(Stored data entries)
++++++++++++++++++++
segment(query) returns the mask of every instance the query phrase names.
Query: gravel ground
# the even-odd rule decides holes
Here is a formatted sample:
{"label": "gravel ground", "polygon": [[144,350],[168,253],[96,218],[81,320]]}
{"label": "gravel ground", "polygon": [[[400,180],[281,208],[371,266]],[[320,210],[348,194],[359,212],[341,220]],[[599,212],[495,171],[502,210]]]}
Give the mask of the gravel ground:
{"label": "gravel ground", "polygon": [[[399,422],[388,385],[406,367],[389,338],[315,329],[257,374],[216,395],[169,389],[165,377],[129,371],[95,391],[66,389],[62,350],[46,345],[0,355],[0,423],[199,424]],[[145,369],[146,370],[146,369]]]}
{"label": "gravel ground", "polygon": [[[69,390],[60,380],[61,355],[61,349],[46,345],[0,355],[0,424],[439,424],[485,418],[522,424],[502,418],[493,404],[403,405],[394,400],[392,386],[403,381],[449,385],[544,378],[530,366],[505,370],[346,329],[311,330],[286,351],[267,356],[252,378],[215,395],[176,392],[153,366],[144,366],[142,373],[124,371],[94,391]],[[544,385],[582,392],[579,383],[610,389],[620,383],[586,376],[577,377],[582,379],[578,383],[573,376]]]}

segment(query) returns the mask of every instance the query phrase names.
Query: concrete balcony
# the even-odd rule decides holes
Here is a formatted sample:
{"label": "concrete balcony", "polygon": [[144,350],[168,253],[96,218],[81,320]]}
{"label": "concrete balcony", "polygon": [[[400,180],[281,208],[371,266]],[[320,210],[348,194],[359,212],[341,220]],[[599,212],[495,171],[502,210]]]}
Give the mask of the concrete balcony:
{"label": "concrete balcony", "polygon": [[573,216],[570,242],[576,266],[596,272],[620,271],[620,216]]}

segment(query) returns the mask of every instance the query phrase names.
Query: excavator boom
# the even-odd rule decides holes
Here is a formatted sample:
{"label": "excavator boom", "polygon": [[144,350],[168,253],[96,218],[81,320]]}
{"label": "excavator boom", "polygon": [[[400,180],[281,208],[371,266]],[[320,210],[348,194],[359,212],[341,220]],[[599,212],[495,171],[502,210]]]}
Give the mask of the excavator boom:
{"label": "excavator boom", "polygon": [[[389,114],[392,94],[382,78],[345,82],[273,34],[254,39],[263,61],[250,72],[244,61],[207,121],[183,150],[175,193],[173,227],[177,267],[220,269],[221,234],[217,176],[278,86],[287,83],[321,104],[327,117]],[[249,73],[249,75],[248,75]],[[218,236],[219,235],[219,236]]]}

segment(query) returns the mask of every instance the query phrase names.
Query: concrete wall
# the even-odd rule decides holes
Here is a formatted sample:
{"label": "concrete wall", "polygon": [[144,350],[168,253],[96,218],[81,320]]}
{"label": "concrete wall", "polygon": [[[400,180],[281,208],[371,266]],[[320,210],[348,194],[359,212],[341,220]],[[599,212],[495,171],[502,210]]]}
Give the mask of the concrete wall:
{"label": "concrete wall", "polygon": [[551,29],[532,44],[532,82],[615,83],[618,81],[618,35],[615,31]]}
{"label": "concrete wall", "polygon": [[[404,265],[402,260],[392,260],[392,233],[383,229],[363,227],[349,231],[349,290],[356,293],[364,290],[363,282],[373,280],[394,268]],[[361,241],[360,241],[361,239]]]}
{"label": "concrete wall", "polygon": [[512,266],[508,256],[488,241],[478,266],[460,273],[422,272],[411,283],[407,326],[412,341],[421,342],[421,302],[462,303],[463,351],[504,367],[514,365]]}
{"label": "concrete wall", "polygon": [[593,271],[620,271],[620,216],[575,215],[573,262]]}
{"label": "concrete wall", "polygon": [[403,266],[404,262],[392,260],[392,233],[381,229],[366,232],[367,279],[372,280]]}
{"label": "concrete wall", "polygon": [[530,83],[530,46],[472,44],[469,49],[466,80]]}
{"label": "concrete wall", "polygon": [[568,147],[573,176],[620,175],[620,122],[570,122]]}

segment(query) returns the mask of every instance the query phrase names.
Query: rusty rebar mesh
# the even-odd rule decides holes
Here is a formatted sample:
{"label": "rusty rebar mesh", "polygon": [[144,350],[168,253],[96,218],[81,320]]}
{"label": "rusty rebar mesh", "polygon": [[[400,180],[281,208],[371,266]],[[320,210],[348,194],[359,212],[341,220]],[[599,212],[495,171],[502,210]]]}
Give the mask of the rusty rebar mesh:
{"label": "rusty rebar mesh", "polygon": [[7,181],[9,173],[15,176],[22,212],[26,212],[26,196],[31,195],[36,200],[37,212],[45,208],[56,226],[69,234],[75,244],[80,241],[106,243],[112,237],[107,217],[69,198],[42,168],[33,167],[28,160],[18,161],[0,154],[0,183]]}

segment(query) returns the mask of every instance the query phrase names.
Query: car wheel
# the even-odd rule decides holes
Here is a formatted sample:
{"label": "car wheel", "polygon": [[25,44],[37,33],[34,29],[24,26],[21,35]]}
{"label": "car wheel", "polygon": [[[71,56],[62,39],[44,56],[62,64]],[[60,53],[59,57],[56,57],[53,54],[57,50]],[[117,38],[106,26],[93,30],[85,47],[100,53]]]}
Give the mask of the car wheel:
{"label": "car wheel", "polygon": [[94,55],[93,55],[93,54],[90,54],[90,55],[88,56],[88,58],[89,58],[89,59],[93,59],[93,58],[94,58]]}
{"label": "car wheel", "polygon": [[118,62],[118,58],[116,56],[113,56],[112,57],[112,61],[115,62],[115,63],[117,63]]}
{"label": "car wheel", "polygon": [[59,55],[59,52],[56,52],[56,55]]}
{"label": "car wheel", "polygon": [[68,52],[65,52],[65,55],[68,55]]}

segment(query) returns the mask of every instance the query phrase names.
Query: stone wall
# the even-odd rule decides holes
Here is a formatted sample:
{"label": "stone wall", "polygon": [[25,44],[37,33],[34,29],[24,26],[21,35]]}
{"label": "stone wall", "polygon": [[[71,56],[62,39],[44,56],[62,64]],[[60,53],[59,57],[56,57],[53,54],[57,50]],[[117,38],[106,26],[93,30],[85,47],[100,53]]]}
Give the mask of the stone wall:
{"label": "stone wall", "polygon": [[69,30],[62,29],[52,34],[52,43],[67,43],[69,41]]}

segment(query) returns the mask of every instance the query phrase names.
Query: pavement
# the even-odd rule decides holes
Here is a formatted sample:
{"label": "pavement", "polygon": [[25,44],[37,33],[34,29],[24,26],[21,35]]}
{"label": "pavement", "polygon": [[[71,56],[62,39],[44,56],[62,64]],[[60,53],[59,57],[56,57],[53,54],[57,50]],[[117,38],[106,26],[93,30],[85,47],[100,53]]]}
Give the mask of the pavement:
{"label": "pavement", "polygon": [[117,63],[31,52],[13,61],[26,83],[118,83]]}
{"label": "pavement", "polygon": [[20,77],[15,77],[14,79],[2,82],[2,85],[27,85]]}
++++++++++++++++++++
EXERCISE =>
The records above must be repeated exactly, every one of them.

PROBLEM SOLUTION =>
segment(query) returns the mask of every instance the query phrase names.
Query: gravel ground
# the even-odd rule decides holes
Here is a formatted sample:
{"label": "gravel ground", "polygon": [[144,350],[168,253],[96,218],[81,320]]}
{"label": "gravel ground", "polygon": [[[400,180],[281,208],[371,266]],[[320,210],[348,194],[359,212],[341,220]],[[599,212],[495,171],[502,210]]]}
Give the mask of the gravel ground:
{"label": "gravel ground", "polygon": [[[399,422],[388,385],[406,367],[389,338],[315,329],[257,374],[216,395],[169,389],[165,377],[129,371],[95,391],[66,389],[62,350],[46,345],[0,355],[0,423],[199,424]],[[145,369],[146,370],[146,369]]]}
{"label": "gravel ground", "polygon": [[[69,390],[60,380],[61,355],[61,349],[46,345],[0,355],[0,424],[439,424],[485,418],[522,424],[502,418],[493,404],[403,405],[394,400],[392,386],[403,381],[449,385],[544,378],[530,366],[505,370],[346,329],[311,330],[286,351],[267,356],[252,378],[215,395],[176,392],[153,366],[144,366],[142,373],[124,371],[94,391]],[[544,385],[582,392],[579,383],[610,389],[620,383],[586,376],[577,377],[582,379],[578,383],[573,376]]]}

segment(query) returns the mask of every instance the query phrase names.
Query: concrete balcony
# the even-odd rule decides holes
Here is a formatted sample:
{"label": "concrete balcony", "polygon": [[144,350],[168,253],[96,218],[81,320]]}
{"label": "concrete balcony", "polygon": [[[400,180],[281,208],[371,266]],[[320,210],[348,194],[359,212],[341,220]],[[599,212],[495,171],[502,210]]]}
Give the mask of the concrete balcony:
{"label": "concrete balcony", "polygon": [[573,216],[570,242],[576,266],[596,272],[620,271],[620,216]]}

segment(query) returns the mask of every instance the query phrase names.
Query: excavator boom
# the even-odd rule decides holes
Here is a formatted sample:
{"label": "excavator boom", "polygon": [[144,350],[168,253],[96,218],[81,320]]}
{"label": "excavator boom", "polygon": [[[400,180],[281,208],[371,266]],[[320,210],[348,194],[359,212],[341,220]],[[599,212],[495,171],[502,210]]]}
Give the mask of the excavator boom:
{"label": "excavator boom", "polygon": [[[389,114],[392,94],[382,78],[345,82],[273,34],[254,39],[263,61],[250,72],[244,61],[207,121],[183,150],[175,193],[173,227],[177,267],[220,269],[221,234],[217,176],[278,86],[287,83],[321,104],[327,117]],[[249,73],[249,75],[248,75]],[[218,236],[219,235],[219,236]]]}

segment(query) returns the mask of every instance the query phrase names.
Query: concrete wall
# the even-odd rule decides holes
Here is a formatted sample:
{"label": "concrete wall", "polygon": [[144,350],[168,253],[96,218],[81,320]]}
{"label": "concrete wall", "polygon": [[[400,180],[281,208],[371,266]],[[320,210],[348,194],[359,212],[341,220]],[[599,212],[495,171],[502,210]]]}
Give the mask of the concrete wall:
{"label": "concrete wall", "polygon": [[551,29],[532,44],[532,82],[615,83],[618,81],[618,35],[615,31]]}
{"label": "concrete wall", "polygon": [[[404,265],[402,260],[392,260],[392,233],[383,229],[363,227],[349,231],[349,290],[356,293],[364,290],[363,282],[373,280],[394,268]],[[361,241],[360,241],[361,239]]]}
{"label": "concrete wall", "polygon": [[512,266],[508,256],[488,241],[478,266],[460,273],[422,272],[411,283],[407,326],[412,341],[421,342],[421,302],[462,303],[463,351],[504,367],[514,365]]}
{"label": "concrete wall", "polygon": [[593,271],[620,271],[620,216],[575,215],[573,262]]}
{"label": "concrete wall", "polygon": [[403,266],[404,262],[392,260],[392,233],[381,229],[366,232],[367,279],[372,280]]}
{"label": "concrete wall", "polygon": [[530,83],[530,46],[472,44],[469,49],[466,80]]}
{"label": "concrete wall", "polygon": [[568,147],[573,176],[620,175],[620,122],[570,122]]}

segment(query) returns the mask of every instance the query phrase names.
Query: rusty rebar mesh
# the even-odd rule decides holes
Here is a formatted sample:
{"label": "rusty rebar mesh", "polygon": [[144,350],[168,253],[96,218],[81,320]]}
{"label": "rusty rebar mesh", "polygon": [[[400,180],[281,208],[371,266]],[[320,210],[348,194],[359,212],[341,220]],[[599,212],[495,171],[502,210]]]}
Give the mask of the rusty rebar mesh:
{"label": "rusty rebar mesh", "polygon": [[7,181],[9,173],[15,176],[22,212],[26,212],[26,196],[31,195],[36,200],[37,212],[45,208],[56,226],[69,234],[75,244],[80,241],[106,243],[112,237],[107,217],[69,198],[42,168],[33,167],[28,160],[18,161],[0,154],[0,183]]}

segment(query) returns the mask of every instance the query phrase names.
Query: car wheel
# the even-odd rule decides holes
Here is a formatted sample:
{"label": "car wheel", "polygon": [[25,44],[37,33],[34,29],[24,26],[21,35]]}
{"label": "car wheel", "polygon": [[[71,56],[62,39],[44,56],[62,64]],[[60,53],[59,57],[56,57],[53,54],[57,50]],[[117,38],[106,26],[93,30],[85,47],[100,53]]]}
Give the mask of the car wheel:
{"label": "car wheel", "polygon": [[94,55],[93,55],[93,54],[90,54],[90,55],[88,56],[88,58],[89,58],[89,59],[93,59],[93,58],[94,58]]}
{"label": "car wheel", "polygon": [[118,62],[118,58],[116,56],[113,56],[112,57],[112,61],[115,62],[115,63],[117,63]]}
{"label": "car wheel", "polygon": [[59,55],[59,52],[56,52],[56,55]]}
{"label": "car wheel", "polygon": [[68,52],[65,52],[65,55],[68,55]]}

segment(query) returns the mask of every instance the query phrase names.
Query: stone wall
# the even-odd rule decides holes
Here is a formatted sample:
{"label": "stone wall", "polygon": [[25,44],[37,33],[34,29],[24,26],[21,35]]}
{"label": "stone wall", "polygon": [[[71,56],[62,39],[44,56],[62,64]],[[60,53],[59,57],[56,57],[53,54],[57,50]],[[117,38],[106,26],[93,30],[85,47],[100,53]]]}
Give the mask of the stone wall:
{"label": "stone wall", "polygon": [[69,30],[62,29],[52,34],[52,43],[67,43],[69,41]]}

segment(query) returns the mask of every instance the query phrase names.
Query: pavement
# the even-odd rule decides holes
Here is a formatted sample:
{"label": "pavement", "polygon": [[25,44],[37,33],[34,29],[24,26],[21,35]]}
{"label": "pavement", "polygon": [[[71,56],[62,39],[44,56],[62,64]],[[60,53],[59,57],[56,57],[53,54],[57,50]],[[117,38],[106,26],[93,30],[85,47],[100,53]]]}
Give the mask of the pavement:
{"label": "pavement", "polygon": [[117,63],[31,52],[13,61],[26,83],[118,83]]}
{"label": "pavement", "polygon": [[20,77],[15,77],[14,79],[2,82],[2,85],[27,85]]}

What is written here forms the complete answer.